(Data items)
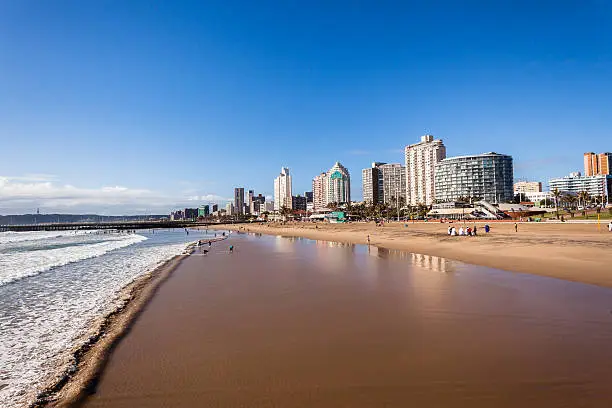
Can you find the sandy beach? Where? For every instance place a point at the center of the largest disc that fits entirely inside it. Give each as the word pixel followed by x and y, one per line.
pixel 574 252
pixel 284 322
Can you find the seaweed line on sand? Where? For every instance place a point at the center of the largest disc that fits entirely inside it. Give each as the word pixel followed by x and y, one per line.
pixel 80 378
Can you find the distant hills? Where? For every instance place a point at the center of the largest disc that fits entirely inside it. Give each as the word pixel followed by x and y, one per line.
pixel 64 218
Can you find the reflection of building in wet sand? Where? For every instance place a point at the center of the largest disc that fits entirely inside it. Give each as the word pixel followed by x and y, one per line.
pixel 332 244
pixel 434 263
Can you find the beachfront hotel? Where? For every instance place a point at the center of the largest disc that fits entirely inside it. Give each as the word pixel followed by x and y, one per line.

**Your objective**. Having removed the pictures, write out the records exactly as they stand.

**The answer**.
Can you find the sandy beach? Where? For every instance place a point at the center of the largest disc that fits entirely inside it. Give each as the word pixel followed by x and y, one per line.
pixel 574 252
pixel 284 322
Can you find the seaweed line on sand? Where? For every instance place a point at the center of the largest disc that fits entirely inside it. Give each as the word pixel followed by x and y, one per line.
pixel 80 378
Can you find the distant hills? Where? For every instance place a point at the center of the largest disc that fits entirely inside it. Give each as the word pixel followed by x and y, one per line.
pixel 64 218
Can you find the reflection of building in wet sand? Where? For every instance place a point at the center of the largest disc that fits entirely inside it. Give each as the word pixel followed by x and y, one per line.
pixel 332 244
pixel 434 263
Can you find the beachfront hotel? Where? For every instance place a point at the center of the largest disc that fits entirely inside it. Give each as the word pixel followed by x and y, one per line.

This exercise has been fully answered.